## About this task
Could you print every record below exactly as written?

(Collected data)
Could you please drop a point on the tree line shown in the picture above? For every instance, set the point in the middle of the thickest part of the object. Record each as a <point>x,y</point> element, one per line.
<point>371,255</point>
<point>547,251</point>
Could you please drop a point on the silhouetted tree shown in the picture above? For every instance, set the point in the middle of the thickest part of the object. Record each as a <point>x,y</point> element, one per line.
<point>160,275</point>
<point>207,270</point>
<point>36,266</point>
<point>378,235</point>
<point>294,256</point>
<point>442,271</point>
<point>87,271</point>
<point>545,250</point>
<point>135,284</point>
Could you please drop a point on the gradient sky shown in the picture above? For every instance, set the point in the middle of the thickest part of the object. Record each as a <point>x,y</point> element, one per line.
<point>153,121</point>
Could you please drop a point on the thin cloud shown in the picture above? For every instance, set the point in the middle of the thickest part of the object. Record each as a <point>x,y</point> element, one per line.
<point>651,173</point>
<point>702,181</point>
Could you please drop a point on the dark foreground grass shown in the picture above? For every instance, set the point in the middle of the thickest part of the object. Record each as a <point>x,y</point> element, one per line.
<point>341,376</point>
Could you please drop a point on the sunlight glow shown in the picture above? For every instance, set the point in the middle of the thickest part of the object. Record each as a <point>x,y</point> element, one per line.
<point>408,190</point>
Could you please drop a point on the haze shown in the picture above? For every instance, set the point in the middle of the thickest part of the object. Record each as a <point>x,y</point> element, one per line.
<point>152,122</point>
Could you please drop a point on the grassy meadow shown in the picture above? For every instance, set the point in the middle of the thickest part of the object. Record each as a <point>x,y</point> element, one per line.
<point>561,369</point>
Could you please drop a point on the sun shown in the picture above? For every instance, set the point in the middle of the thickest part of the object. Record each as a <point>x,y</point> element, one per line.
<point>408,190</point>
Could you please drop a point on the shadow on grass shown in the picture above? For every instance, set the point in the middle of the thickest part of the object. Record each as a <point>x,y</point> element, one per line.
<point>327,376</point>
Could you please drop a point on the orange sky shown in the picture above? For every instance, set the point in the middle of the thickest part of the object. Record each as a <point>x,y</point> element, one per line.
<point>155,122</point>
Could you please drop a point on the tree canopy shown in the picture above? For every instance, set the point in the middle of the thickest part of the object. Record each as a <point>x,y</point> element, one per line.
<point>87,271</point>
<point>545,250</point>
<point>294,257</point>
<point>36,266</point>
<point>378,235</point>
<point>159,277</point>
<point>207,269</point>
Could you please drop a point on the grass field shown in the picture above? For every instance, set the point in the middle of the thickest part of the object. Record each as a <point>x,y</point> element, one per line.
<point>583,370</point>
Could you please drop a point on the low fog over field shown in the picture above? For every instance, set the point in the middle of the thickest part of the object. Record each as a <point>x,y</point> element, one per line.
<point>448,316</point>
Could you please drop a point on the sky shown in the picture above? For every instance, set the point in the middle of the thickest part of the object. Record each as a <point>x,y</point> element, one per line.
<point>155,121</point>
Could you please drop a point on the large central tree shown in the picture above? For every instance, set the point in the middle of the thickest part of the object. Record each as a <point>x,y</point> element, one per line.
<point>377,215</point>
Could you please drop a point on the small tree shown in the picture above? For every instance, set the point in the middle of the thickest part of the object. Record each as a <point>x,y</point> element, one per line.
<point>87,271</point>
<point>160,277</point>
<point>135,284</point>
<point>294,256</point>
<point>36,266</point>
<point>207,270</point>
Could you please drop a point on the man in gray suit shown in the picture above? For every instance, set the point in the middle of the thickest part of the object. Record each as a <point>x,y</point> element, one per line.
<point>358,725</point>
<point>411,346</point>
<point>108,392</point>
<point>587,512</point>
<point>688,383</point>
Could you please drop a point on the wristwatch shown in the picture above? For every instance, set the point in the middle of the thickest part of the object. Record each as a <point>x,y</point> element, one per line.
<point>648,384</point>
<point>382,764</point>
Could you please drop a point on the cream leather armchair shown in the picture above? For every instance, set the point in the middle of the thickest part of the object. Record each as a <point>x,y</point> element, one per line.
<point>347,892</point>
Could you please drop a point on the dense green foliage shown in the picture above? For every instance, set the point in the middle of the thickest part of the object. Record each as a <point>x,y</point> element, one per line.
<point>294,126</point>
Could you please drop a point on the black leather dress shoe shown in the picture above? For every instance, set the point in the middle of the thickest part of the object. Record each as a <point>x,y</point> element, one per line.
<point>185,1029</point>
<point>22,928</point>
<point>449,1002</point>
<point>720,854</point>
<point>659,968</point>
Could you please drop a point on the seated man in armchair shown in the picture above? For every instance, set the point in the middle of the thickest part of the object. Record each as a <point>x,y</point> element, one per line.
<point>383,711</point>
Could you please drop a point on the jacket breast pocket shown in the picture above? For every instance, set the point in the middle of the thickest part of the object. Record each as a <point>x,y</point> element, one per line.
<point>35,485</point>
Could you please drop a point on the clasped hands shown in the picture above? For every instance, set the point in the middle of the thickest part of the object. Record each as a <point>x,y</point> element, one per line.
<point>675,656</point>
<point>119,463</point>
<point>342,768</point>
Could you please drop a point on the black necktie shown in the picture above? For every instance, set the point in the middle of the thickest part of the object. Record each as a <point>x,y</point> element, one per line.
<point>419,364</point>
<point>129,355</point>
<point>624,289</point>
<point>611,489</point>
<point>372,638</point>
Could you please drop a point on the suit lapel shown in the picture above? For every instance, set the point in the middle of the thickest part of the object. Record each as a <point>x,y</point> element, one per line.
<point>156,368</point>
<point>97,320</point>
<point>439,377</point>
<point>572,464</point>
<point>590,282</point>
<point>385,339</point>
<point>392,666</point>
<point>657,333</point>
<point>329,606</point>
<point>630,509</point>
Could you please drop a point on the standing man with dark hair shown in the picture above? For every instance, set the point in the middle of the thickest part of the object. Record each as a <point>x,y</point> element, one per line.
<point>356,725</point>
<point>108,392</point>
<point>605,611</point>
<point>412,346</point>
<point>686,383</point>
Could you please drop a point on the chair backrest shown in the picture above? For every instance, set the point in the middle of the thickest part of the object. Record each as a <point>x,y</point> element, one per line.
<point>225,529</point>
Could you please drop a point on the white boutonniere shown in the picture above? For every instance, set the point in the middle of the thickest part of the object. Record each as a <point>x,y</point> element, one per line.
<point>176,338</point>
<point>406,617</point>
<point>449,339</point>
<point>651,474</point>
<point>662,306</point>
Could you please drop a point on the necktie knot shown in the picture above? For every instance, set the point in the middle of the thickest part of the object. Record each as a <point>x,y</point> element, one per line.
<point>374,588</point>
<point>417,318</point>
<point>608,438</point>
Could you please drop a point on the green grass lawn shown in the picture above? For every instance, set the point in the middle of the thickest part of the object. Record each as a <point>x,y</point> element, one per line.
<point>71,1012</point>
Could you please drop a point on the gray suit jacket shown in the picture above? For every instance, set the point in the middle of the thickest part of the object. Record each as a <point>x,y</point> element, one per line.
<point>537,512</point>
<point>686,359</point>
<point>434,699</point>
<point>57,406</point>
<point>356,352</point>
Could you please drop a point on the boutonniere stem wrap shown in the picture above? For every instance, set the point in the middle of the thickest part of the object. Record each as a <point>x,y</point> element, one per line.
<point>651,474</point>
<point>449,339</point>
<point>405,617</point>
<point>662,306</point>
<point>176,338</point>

## Solution to this task
Could you please drop a point on the tree line shown in the picture above? For every instance, set the point in the middle of the thickest part of the object. Record each as a <point>x,y</point> element, one per line.
<point>371,255</point>
<point>547,251</point>
Could you please drop a point on the silhouetted tree shown in the picture above? For every instance, set the point in the middle of the thickest part of the object. Record each as a <point>x,y</point> element, one per line.
<point>160,275</point>
<point>207,270</point>
<point>36,266</point>
<point>378,235</point>
<point>294,256</point>
<point>442,271</point>
<point>87,271</point>
<point>545,250</point>
<point>135,284</point>
Could you please drop a point on the gradient sky shown in the picture above? For every instance, set the point in the middle of the thickest part of the object. Record each as a <point>x,y</point> element, one per line.
<point>153,121</point>
Could you please drop a point on the thin cloud shown in the picture above? For every instance, set the point in the middle of the thickest part of the object. Record each as a <point>x,y</point> element, one per line.
<point>651,173</point>
<point>702,181</point>
Could you please drop a point on the dark foreground grass shown in the picture above? For every instance, set the point in the middle of the thickest part of the object. Record each as a <point>x,y</point> element, one per line.
<point>341,376</point>
Could you please drop a point on the sunlight glow shown in the picture above? For every instance, set the point in the middle of the thickest part of the object. Record each as a <point>x,y</point> element, one per line.
<point>408,190</point>
Could you please drop a point on the haze shown in the picture above? For every instance, set the point in the middle of the thickest part of the object. Record each as a <point>x,y</point> element, one per line.
<point>152,122</point>
Could you please drop a point on the grassy meadow shown in the picture above? For every instance, set the point in the middle of the thickest part of the object. Record each as a <point>x,y</point> element, one per line.
<point>561,369</point>
Could you please drop a point on the sun shown in the picture above? For every instance, set the point in the middle of the thickest part of the object. Record each as a <point>x,y</point> element, one per line.
<point>408,190</point>
Could you please drop a point on the shadow on grass shown in the picture above? For every instance, set the point in the middle of the thickest part of the object. Record each as a <point>x,y</point> element, one per line.
<point>327,376</point>
Could you please drop a point on the orange sky shown in the picture above? For every instance, set the point in the middle of the thickest part of the object. Record each as a <point>x,y</point> element, one per line.
<point>155,122</point>
Could you please drop a point on the tree canopy shown in the picture above? For every instance, set the point in the middle of the thickest part of the object. Record each as a <point>x,y</point> element, one per line.
<point>87,271</point>
<point>545,250</point>
<point>294,257</point>
<point>36,266</point>
<point>378,235</point>
<point>159,277</point>
<point>207,269</point>
Could you please drop a point on the grass field shown in the picture above? For every instance, set the point in the middle of the thickest part of the object. Record each as a <point>x,y</point> element, one per line.
<point>583,370</point>
Could you please drop a point on the low fog over field shown in the picture above? For every instance, set the point in the middle of the thickest part of the object. Record each as a <point>x,y</point> element, one per line.
<point>448,316</point>
Could you please drop a point on the sky shown in the picture above? For every instance, set the point in the middle of the thickest part of the object. Record each as a <point>x,y</point> element, one per line.
<point>155,121</point>
Could you please drop a point on the large central tree shown in the picture above? For every instance, set the point in the middle of the thickest part of the object. Record each as a <point>x,y</point> element, one per line.
<point>377,215</point>
Could you please drop a point on the small tree shown in the picture above? For every instance, set the point in the middle of the thickest part of the object. Record each as a <point>x,y</point> element, one per line.
<point>87,271</point>
<point>160,277</point>
<point>135,284</point>
<point>294,256</point>
<point>36,266</point>
<point>207,270</point>
Could you please drop a point on the man in gray suit shown in the picture above? For every instance, set the point in the middle of the thickest part of the object. Record each as a <point>x,y</point> element, one per line.
<point>358,725</point>
<point>411,346</point>
<point>108,392</point>
<point>587,512</point>
<point>688,383</point>
Could you please drop a point on the wristwatch shown in the picture above? For every instance, set the point in the middle of the thickest part of the object. Record each as a <point>x,y</point> element, one per line.
<point>648,384</point>
<point>382,764</point>
Could you please drop a point on the cream leather armchair shown in the picture above? For every instance, set the point in the middle of the thickest part of the object. Record each as a <point>x,y</point> element, one per line.
<point>347,892</point>
Could you please drop a point on the dense green foliage shown in the picture above? For every instance, set the point in the middle of the thickest part of the object. Record each as a <point>x,y</point> element, one per line.
<point>294,126</point>
Could you please drop a point on the black leather dress shoe shown in the picture above? For every instance, set the point in the middle of the thickest part of the object. Record each as a <point>x,y</point> element, one per line.
<point>185,1029</point>
<point>22,928</point>
<point>449,1002</point>
<point>720,854</point>
<point>659,968</point>
Could you please drop a point on the seated man in armchair shown in the picture above? For every instance, set the point in the middle of the thickest part of the object. Record each as a <point>x,y</point> element, one per line.
<point>383,711</point>
Could you please drop a point on the jacket breast pocket shown in the picture above? For every instance, set the point in the middle of the thickest part of the object. Record each as a <point>x,y</point> element, one per line.
<point>35,485</point>
Could you please drop a point on the clasped hands shown in the picture above? For every instance, set the point in the middle of the thickest part of the object. Record each as a <point>x,y</point> element, one per line.
<point>675,656</point>
<point>119,463</point>
<point>342,768</point>
Could you please drop a point on the black necktie shown in the picture above? For every instance, set the point in the middle of the thickest part of the object. Record each as a <point>x,y</point> element, one per line.
<point>419,364</point>
<point>129,355</point>
<point>624,289</point>
<point>611,489</point>
<point>372,638</point>
Could you please drop a point on the suit lapel shown in the picture above? For every instance, set the point in the middle of the thickest part of the object. Record each as a <point>x,y</point> element, one per line.
<point>156,368</point>
<point>97,320</point>
<point>439,377</point>
<point>572,464</point>
<point>590,282</point>
<point>385,339</point>
<point>392,666</point>
<point>657,333</point>
<point>329,606</point>
<point>630,509</point>
Could you please drop a point on the standing man with dark hair shown in the picture above? For every instance, set the point in the middle of the thickest part of the object. Record each as a <point>x,y</point> element, one per line.
<point>356,725</point>
<point>108,392</point>
<point>605,611</point>
<point>412,346</point>
<point>686,383</point>
Could you please drop a point on the chair backrest shown in the picture above? For every instance, set the point in the middle of the thickest part of the object. Record each as a <point>x,y</point> element, one per line.
<point>225,529</point>
Could you please drop a point on the white boutonniere shown in the picture above? For every instance, set the point in the middle of the thickest part of the object. Record each as a <point>x,y</point> element, one per line.
<point>176,338</point>
<point>406,617</point>
<point>449,339</point>
<point>651,474</point>
<point>662,306</point>
Could you please drop a point on the necktie knot shown in the picture above? For every instance, set the point in the middle of the thickest part of the object. Record each as a <point>x,y</point> element, one per line.
<point>374,588</point>
<point>417,318</point>
<point>608,438</point>
Could you please drop a point on the green grass lawn shown in the picture above? For every instance, set the point in the middle of the thickest part of the object. Record each as a <point>x,y</point> element, one per line.
<point>71,1012</point>
Could you please drop a point on the gray suit jacket shown in the picture above? For every instance, set the point in the middle of the thickest part of the object. Record each as a <point>x,y</point> element, one per line.
<point>537,512</point>
<point>686,359</point>
<point>434,699</point>
<point>57,406</point>
<point>356,352</point>
Could you please drop a point on the boutonniere stem wrap shown in the picture above? For every instance, set the point in the middle of the thickest part of the object. Record each as a <point>x,y</point> element, one per line.
<point>651,474</point>
<point>449,339</point>
<point>405,617</point>
<point>662,306</point>
<point>176,338</point>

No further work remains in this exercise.